> _Reading passage_
::::::::

Are you an apprentice or trying to cheat?

A gift for a friend

A gift for a friend – a mini journal using scrapbook paper, Finding Firelight rubber stamps, torn magazine pages and ephemera all hand sewn together.

You listen to interviews on Blogcast FM, don’t you?  If you don’t, you have to get your butt over there.  Srini  does the BEST interviews.  Yeah, yeah, big woop you say….  But the thing I looooove about Srini’s interviews is that he asks questions from a beginners point of view.  So good. They are easy to listen to with no crazy jargon and no stupid advice like ask your millions of readers….  None of the stuff that normally sh*ts you to tears with interviews.

I was listening to one of his interviews in my car on the way to That Day Job – my car is my mobile university.

They talked about serving your apprenticeship.

Of paying your dues.

And how rare it is to hear about that as a path to where you want to go.

It’s not just about deciding what you want and getting it as soon as you make the decision.  It’s not about replicating what the ‘big names’ do and having their success right from the word go.

::::::::

> _Brief 1_
Read the blog post about apprenticeship above. Decide whether each statement agrees with it, answering yes or no and quoting the words that settle it: (a) The writer heard the interview while driving to work. (b) The mini journal was glued together. (c) Srini asks his questions from an expert's point of view.
> _Brief 2_
In the blog post about apprenticeship above, what does the writer call their car?
> _Brief 3_
Pick up the blog post about apprenticeship above after its last sentence and keep writing it.

::::::::

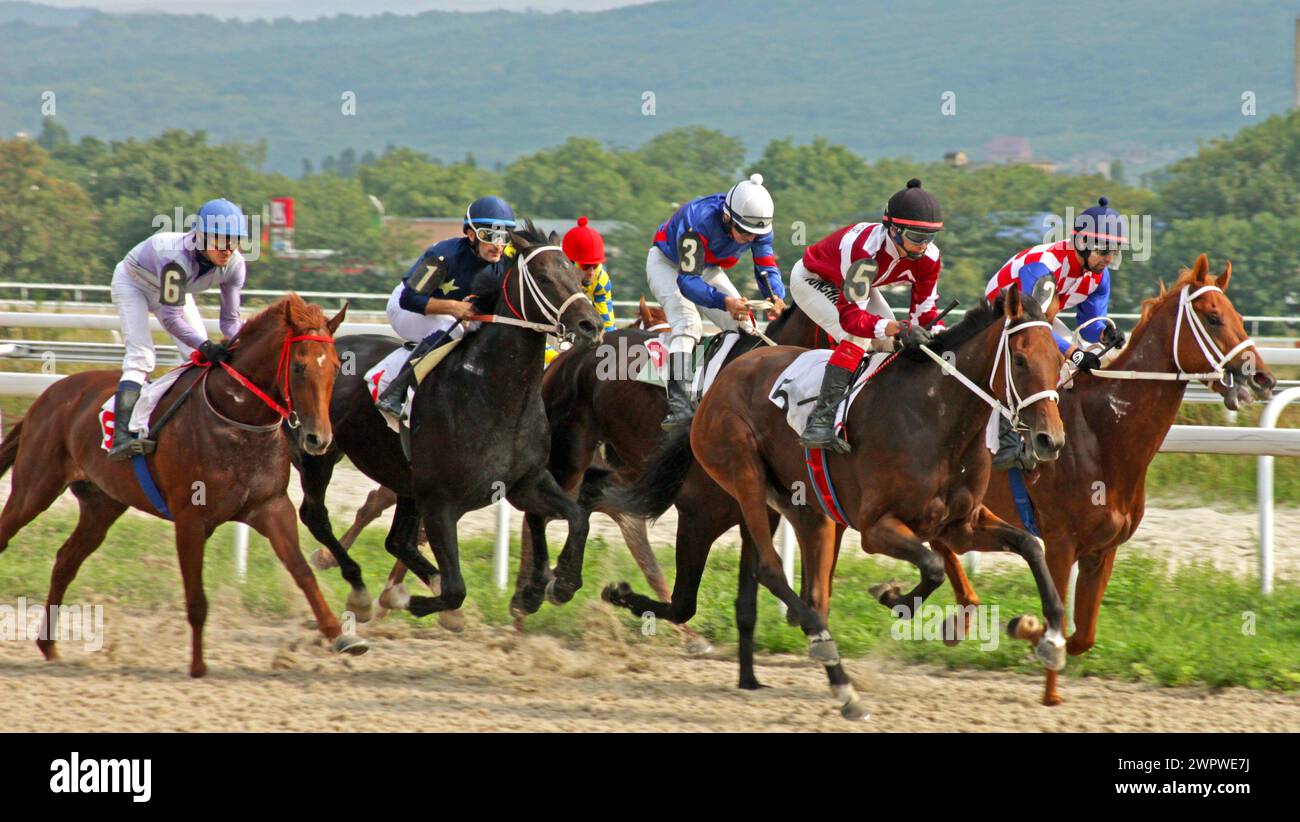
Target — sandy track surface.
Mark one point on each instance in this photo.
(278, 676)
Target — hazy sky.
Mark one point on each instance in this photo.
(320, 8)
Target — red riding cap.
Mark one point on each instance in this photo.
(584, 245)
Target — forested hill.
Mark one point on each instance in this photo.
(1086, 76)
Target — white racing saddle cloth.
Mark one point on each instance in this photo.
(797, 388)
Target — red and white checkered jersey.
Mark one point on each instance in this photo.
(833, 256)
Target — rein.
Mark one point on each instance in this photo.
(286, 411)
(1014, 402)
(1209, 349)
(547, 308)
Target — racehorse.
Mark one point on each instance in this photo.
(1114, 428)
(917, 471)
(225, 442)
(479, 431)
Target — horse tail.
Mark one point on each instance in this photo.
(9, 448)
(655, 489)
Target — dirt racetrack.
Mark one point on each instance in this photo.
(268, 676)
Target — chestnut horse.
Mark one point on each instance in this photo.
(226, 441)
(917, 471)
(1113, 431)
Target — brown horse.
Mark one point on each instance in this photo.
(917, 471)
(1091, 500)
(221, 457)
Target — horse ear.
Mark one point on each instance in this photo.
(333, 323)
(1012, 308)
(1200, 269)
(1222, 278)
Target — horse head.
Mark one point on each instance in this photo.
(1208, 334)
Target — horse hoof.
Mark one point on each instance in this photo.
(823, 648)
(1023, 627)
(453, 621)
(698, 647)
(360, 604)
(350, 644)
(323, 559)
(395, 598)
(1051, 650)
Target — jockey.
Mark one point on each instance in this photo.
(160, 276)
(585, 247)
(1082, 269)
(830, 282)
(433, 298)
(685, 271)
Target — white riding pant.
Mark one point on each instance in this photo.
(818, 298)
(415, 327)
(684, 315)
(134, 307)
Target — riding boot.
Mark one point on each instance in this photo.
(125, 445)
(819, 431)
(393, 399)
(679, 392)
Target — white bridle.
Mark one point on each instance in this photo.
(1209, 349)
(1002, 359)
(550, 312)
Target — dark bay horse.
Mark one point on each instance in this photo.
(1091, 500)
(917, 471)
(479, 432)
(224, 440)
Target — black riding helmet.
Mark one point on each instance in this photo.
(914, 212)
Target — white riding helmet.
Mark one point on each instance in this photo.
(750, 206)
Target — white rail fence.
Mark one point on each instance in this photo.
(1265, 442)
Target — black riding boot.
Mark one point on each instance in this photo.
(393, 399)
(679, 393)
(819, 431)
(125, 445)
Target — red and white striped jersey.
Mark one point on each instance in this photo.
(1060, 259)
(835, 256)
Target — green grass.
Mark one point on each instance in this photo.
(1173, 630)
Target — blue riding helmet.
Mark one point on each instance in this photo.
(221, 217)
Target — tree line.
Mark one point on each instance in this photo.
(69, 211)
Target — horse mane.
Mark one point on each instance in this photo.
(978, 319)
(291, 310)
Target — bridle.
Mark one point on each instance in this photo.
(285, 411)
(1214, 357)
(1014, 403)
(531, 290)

::::::::

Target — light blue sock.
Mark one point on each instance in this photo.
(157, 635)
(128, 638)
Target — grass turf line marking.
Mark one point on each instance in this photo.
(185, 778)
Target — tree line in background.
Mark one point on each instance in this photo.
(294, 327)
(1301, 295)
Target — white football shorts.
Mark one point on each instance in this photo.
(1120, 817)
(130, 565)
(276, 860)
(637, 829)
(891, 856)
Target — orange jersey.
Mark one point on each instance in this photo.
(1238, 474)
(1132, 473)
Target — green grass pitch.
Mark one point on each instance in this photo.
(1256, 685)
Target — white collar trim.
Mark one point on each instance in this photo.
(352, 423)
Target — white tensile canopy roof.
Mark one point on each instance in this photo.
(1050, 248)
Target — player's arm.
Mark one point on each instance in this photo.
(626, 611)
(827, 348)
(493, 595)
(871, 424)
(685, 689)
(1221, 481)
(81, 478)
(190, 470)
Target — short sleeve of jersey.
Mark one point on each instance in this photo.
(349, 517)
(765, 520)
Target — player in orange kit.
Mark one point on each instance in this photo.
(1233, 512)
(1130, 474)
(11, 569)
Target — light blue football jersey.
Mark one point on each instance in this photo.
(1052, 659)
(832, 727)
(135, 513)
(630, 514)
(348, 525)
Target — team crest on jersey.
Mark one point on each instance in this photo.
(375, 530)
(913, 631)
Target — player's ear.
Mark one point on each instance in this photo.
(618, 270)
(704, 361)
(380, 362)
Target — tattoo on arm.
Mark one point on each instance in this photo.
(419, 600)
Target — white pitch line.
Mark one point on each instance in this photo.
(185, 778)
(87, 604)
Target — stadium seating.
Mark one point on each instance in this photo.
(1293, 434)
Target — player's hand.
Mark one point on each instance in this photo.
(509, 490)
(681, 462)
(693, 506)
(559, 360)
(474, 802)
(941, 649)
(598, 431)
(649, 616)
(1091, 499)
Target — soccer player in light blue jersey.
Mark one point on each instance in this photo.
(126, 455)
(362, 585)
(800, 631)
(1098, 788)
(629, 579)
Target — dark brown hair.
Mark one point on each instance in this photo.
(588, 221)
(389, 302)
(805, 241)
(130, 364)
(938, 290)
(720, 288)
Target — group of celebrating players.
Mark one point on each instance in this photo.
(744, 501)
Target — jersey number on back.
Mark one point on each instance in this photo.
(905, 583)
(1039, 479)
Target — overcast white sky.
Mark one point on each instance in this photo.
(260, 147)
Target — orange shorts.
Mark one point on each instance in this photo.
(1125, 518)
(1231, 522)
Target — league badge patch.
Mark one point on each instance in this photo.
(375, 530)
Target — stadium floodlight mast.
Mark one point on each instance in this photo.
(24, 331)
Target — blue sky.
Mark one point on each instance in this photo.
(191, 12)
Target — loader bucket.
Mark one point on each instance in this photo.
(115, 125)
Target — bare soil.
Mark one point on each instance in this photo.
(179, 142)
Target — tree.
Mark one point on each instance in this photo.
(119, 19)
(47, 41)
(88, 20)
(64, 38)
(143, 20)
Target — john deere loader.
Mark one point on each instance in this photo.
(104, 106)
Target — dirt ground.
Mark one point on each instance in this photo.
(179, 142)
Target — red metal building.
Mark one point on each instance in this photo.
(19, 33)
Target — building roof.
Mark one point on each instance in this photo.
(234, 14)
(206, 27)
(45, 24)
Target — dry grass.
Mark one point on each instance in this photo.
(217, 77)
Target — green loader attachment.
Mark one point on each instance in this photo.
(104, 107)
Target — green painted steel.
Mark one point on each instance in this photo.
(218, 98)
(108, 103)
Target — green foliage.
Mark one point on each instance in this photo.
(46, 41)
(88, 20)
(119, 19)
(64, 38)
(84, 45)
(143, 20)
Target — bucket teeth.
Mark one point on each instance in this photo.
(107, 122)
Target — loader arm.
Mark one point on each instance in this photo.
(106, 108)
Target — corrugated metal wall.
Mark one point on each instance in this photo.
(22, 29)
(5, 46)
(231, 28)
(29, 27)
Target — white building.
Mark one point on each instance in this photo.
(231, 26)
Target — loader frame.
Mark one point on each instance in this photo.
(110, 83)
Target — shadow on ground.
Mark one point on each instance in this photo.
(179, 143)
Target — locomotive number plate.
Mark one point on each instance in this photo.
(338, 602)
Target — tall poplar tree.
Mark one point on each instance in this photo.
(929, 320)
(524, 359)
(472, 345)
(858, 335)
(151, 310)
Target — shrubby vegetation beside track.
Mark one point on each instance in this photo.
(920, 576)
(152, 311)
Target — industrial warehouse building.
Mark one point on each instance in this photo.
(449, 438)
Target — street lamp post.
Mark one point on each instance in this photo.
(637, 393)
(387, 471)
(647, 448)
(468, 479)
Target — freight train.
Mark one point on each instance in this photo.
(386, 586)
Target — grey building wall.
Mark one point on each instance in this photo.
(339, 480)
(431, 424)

::::::::

> _Written answer 1_
(a) Yes: "I was listening to one of his interviews in my car on the way to That Day Job"
(b) No: "all hand sewn together"
(c) No: "he asks questions from a beginners point of view"

> _Written answer 2_
Their mobile university.

> _Written answer 3_
At my day job, I call it the “We’re not McDonalds”.

You don’t just ask for something and 10 seconds later it gets handed to you out of the window.   Life isn’t McDonalds.

So many people sell the overnight success path.  The ‘just do what I did and you can have everything you’ve ever dreamed of and it will only cost you $499’ story you see over and over again.  Ick – I think I need a shower.

You can’t pimp out your dreams like that.

It will make you feel cheap and nasty.

And what about all the good stuff you’ll miss along the way.  You’ll end up with no name brand vanilla icecream instead of honey macadamia Baskins & Robbins.  You’ll end up with digestive bisucits instead of Tim Tams dunked in hot milk with extra Milo.  You’ll miss out on the extra stuff that makes it worthwhile and important.  Those things that means it matters.  That’s the stuff that fills you up to overflowing….

I hate letting the overnight success lie make me feel like a failure.

Because it’s taking time.  Because sometimes it hasn’t gone how I thought it would.  Because there has been such a steep learning curve.  Because it’s harder and more challenging than I thought.

Instead of feeling like I’ve failed or I’m not good enough because I’m not Kelly Rae Roberts (yet), I’m just going to keep serving my apprenticeship.  I’m going to keep learning so I can run my race, my way, in my own time.  And as I break through the tape when I get there, with that exhausted sweaty happy look on my face, I’ll know I earned it.  I did it my way.  I ran every single one of those steps by myself.  I didn’t bum a lift on the bus to get me there.  I didn’t take a shortcut through the park.

Who wants to run with me?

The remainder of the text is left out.